TASK OBJECTIVE:
Please retype all of the material below, line for line, with every character unchanged.

***** DATA TO USE *****

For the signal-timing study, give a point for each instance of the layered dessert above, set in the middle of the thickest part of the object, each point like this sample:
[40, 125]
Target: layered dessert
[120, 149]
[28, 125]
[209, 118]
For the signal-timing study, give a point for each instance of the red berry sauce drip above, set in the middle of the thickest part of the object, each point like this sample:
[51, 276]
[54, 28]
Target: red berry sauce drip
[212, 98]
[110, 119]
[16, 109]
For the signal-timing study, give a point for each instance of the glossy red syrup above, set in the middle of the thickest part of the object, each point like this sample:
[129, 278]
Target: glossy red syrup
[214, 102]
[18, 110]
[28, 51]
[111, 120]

*****

COMPLETED EXERCISE:
For the signal-timing study, give a point for each instance of the layered dessert above, set in the middle of the thickest part of the object, each point like this sample:
[40, 125]
Target: layered dessert
[120, 149]
[28, 125]
[209, 118]
For the signal-timing study, give a point for each instance of the red berry sauce drip above, set in the middle of the thickest part of the object, each point like this sample:
[51, 276]
[54, 28]
Target: red berry sauce drip
[212, 98]
[110, 119]
[16, 109]
For the signal-timing study, give a point for each instance of the glossy red syrup above, set in the middle of the thickest part of the object, each point like this sample:
[129, 278]
Target: glossy red syrup
[214, 102]
[18, 110]
[28, 51]
[111, 120]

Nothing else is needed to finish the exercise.